**Work to complete**. The whole listing is to be given again without alteration, except that its pictures are dropped.

---------- Input records

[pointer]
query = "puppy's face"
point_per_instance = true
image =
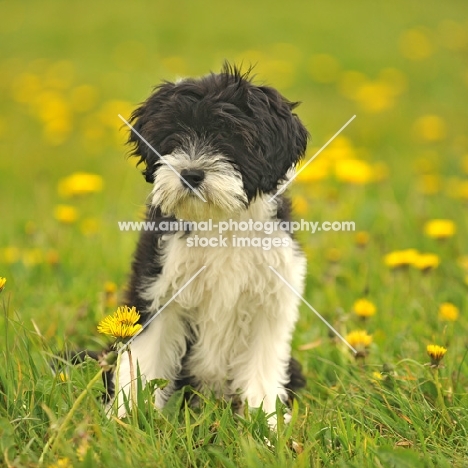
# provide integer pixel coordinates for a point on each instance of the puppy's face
(223, 142)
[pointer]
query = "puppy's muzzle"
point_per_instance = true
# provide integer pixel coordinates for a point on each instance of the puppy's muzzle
(192, 178)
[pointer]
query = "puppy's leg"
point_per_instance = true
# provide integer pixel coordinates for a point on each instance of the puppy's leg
(262, 370)
(157, 351)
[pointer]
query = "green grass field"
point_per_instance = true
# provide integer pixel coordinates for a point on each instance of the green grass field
(67, 70)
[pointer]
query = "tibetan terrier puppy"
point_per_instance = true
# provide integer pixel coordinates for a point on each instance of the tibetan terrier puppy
(219, 314)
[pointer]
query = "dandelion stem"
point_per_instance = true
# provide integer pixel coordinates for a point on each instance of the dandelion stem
(115, 403)
(132, 380)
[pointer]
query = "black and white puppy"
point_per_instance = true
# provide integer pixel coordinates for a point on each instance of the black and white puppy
(227, 147)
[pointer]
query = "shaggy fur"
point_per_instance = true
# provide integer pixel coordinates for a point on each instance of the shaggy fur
(229, 331)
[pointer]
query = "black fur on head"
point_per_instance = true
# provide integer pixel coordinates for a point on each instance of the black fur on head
(252, 126)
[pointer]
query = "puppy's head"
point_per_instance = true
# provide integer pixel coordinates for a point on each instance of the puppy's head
(223, 141)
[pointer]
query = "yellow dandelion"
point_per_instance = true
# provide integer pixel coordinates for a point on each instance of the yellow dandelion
(448, 312)
(364, 308)
(300, 205)
(110, 287)
(333, 255)
(401, 258)
(463, 262)
(66, 214)
(10, 255)
(361, 238)
(350, 83)
(52, 257)
(440, 228)
(122, 324)
(465, 164)
(430, 128)
(80, 183)
(426, 262)
(375, 97)
(89, 226)
(62, 463)
(316, 170)
(436, 353)
(359, 339)
(379, 171)
(353, 171)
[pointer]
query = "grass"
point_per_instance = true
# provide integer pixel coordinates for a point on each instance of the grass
(390, 409)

--------------------

**Written solution**.
[pointer]
query = "puppy's face"
point_per_instance = true
image =
# provide integer pixel coordinates for a point on each instance of the puppy's face
(223, 142)
[pointer]
query = "puppy's muzzle"
point_per_instance = true
# provide integer pixel coordinates for a point on each instance of the puppy's muzzle
(192, 178)
[pointer]
query = "puppy's leg"
point_per_instance = true
# provide integer pixel coordinates for a point on each instance of the puppy's leg
(262, 370)
(157, 351)
[pointer]
query = "green grass field"
point_per_instance = true
# provide integer pixel coordinates for a point on each instance of the green grass field
(67, 70)
[pointer]
query = "tibetan terrier puppy"
point_per_instance = true
# provide integer pixel coordinates for a point on each instance of the tibetan terrier puppy
(219, 314)
[pointer]
query = "dandelion stem"
point_per_instance = true
# provide integer pixel coordinates for a point on each instance of the dandelion stem
(115, 403)
(132, 380)
[pointer]
query = "black and white puppy"
point_per_instance = true
# provide integer pixel coordinates for a point on each instance of the black and white puppy
(227, 147)
[pointer]
query = "shaggy fur"
point_per_instance = true
# provide integer pixel coordinates for a point on each instance of the shaggy fur
(229, 331)
[pointer]
query = "black fur on head"
point_per_instance = true
# provide integer pixel coordinates for a point on each instance of the black fur on head
(252, 126)
[pointer]
query = "puppy's head"
point_per_instance = true
# provide integer pixel coordinates for a point on each instance of the puppy's head
(223, 141)
[pointer]
query = "yellow dandelion"
point_per_instance = true
# provide integer pixel coordinates for a point on each instance of the yellow dandelion
(448, 312)
(364, 308)
(300, 205)
(110, 287)
(333, 255)
(401, 258)
(463, 262)
(66, 214)
(10, 255)
(361, 238)
(350, 83)
(52, 257)
(440, 228)
(122, 324)
(465, 164)
(430, 128)
(80, 183)
(426, 262)
(375, 97)
(89, 226)
(62, 463)
(316, 170)
(436, 353)
(359, 339)
(379, 171)
(353, 171)
[pointer]
query = "grass"
point_per_instance = true
# provide integer pixel coordinates for a point on each instance of the grass
(390, 409)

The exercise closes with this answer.